TO DO — Find every line in the listing below that contains the word "roof", and copy each of those lines. Case counts, so match capitals and lowercase letters precisely.

EXTRACTED RECORDS —
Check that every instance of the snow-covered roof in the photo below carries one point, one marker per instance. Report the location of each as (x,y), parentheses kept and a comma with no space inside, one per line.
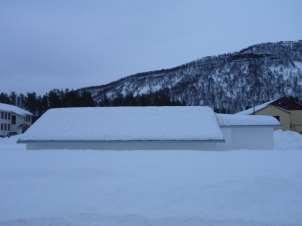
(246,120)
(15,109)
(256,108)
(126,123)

--

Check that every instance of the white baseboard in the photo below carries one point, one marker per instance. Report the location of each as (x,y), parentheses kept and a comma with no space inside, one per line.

* * *

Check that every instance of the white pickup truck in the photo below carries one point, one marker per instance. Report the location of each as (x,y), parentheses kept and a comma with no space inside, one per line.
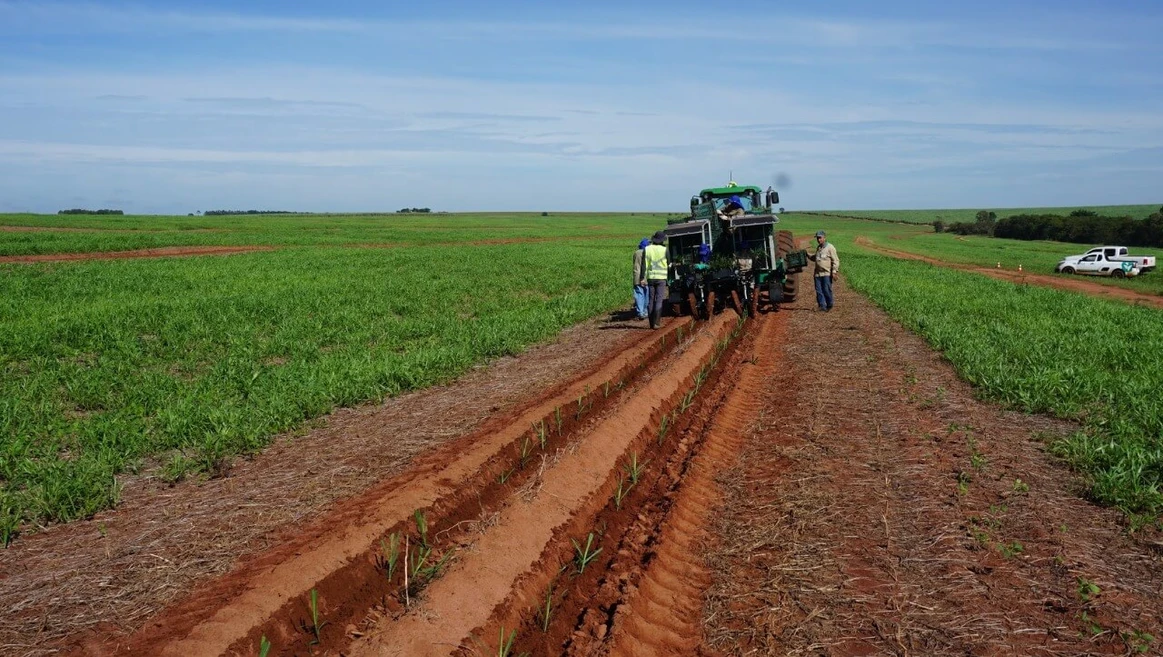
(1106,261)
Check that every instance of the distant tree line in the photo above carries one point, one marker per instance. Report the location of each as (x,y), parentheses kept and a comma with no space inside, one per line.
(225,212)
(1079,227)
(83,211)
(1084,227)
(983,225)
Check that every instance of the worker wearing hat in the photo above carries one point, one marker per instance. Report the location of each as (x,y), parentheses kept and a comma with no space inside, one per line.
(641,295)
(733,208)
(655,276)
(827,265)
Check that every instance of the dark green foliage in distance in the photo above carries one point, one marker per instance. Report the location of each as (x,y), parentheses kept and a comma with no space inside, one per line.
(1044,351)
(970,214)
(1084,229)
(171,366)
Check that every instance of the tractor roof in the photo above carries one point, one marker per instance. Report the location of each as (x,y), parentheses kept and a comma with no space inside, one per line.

WRITTEN REPLY —
Check that every instance of the snow-covered roof in the photo below carries one point, one marker per instance. Report the location of each as (x,y), parentheses kept and a comma with no space inside, one per line.
Check that every instance of the tractor roof in the photo above carries one point, one marker per instance. Report the location of each as (x,y), parentheses kept and a comma with no space inside, one per line.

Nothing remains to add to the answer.